[Required work]
Answer these questions using the Salesforce Objects Scanner text:
1. In what file format are the tool's structured reports generated?
2. Besides limited visibility into object-level data size, what do native Salesforce tools lack?
3. Which three groups use the tool for large-scale Salesforce org analysis?

[Reading text]
——
Salesforce Objects Scanner

Enterprise-grade Salesforce data analysis tool built with Robot Framework and Python.
Supports scanning all queryable sObjects, retrieving accurate record counts, identifying Large Data Volume (LDV) risk areas, and generating structured Excel reports. Used in enterprise environments for data volume analysis, migration planning, and storage optimization across large-scale Salesforce orgs.

Built With

Introduction

The Salesforce Objects Scanner is an automation-driven framework that analyzes your Salesforce org’s data footprint by retrieving accurate record counts across all queryable objects.

Built using Robot Framework + Salesforce CLI, the tool provides a structured and reliable way to assess org size, identify large objects (LDV risks), and support migration planning.

Native Salesforce tools offer limited visibility into object-level data size and lack a unified way to analyze all sObjects. This tool addresses those gaps by delivering comprehensive, structured reporting across your entire org.

Used by SDETs, Salesforce architects, and migration teams for large-scale Salesforce org analysis.

When to Use This Tool

This tool is ideal when you need to:

Analyze Salesforce org data volume
Identify large objects (LDV risk)
——
[Rows]

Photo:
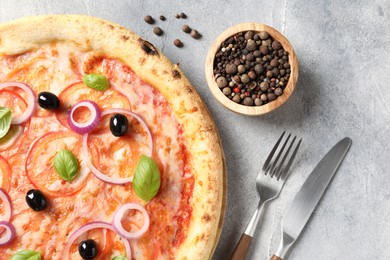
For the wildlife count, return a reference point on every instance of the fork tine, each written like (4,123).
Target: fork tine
(284,174)
(274,163)
(280,166)
(266,163)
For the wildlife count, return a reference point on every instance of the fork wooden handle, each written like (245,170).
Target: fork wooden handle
(242,248)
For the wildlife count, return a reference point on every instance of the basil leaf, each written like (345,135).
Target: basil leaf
(65,165)
(5,120)
(26,255)
(96,81)
(146,181)
(119,257)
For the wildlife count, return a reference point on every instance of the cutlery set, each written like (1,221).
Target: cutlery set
(269,183)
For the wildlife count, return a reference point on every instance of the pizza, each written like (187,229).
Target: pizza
(106,150)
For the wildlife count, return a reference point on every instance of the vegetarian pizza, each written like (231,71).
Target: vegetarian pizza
(106,150)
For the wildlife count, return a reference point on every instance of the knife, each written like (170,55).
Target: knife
(308,196)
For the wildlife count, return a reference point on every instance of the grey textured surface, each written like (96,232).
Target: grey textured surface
(343,90)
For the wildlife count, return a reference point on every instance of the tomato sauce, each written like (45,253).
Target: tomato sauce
——
[Exercise solution]
1. Excel.
2. A unified way to analyze all sObjects.
3. SDETs, Salesforce architects, and migration teams.